[DATA EXTRACTS — start]

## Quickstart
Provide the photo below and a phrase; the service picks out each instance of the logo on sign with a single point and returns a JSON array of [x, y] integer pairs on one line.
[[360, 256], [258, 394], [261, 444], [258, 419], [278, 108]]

[DATA EXTRACTS — finish]
[DATA EXTRACTS — start]

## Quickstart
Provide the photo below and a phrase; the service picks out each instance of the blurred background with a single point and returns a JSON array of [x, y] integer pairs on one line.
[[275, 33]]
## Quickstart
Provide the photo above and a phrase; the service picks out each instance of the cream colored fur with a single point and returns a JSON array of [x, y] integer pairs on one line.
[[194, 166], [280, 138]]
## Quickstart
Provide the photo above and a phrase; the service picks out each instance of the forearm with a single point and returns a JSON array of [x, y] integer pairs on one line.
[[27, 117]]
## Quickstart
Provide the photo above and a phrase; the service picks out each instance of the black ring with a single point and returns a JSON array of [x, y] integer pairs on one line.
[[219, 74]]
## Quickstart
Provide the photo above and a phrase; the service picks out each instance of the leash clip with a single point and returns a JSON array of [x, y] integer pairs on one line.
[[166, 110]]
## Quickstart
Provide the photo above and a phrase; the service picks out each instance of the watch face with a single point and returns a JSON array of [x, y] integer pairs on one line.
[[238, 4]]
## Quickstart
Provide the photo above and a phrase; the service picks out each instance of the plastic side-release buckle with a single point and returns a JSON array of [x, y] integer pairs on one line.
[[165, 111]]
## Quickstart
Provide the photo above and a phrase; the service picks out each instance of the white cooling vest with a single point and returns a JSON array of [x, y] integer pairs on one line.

[DATA EXTRACTS — finish]

## EXERCISE INSTRUCTIONS:
Set down, unchanged, only those lines above that fall between the line with "of the leash" and the line with "of the white", the two end lines included.

## PROBLEM SOLUTION:
Provide the photo above and a phrase; the service picks out each instance of the leash clip with a single point and returns a JSON array of [x, y] integer pairs on one line.
[[166, 110]]
## Quickstart
Provide the photo above and a phrase; the service picks out each instance of the watch face with a single point and returns a JSON array of [x, y] integer pairs on one line.
[[238, 4]]
## Quickstart
Provide the photo above and a phrase; the service picks out each instance of the plastic side-release buckle with a single point and returns a JSON array of [x, y] integer pairs on one line.
[[165, 111]]
## Quickstart
Provide the photo above and a phrase; the service picks out each instance of the white cooling vest with a single point and returns a JSON array of [x, y] integer pairs on one line.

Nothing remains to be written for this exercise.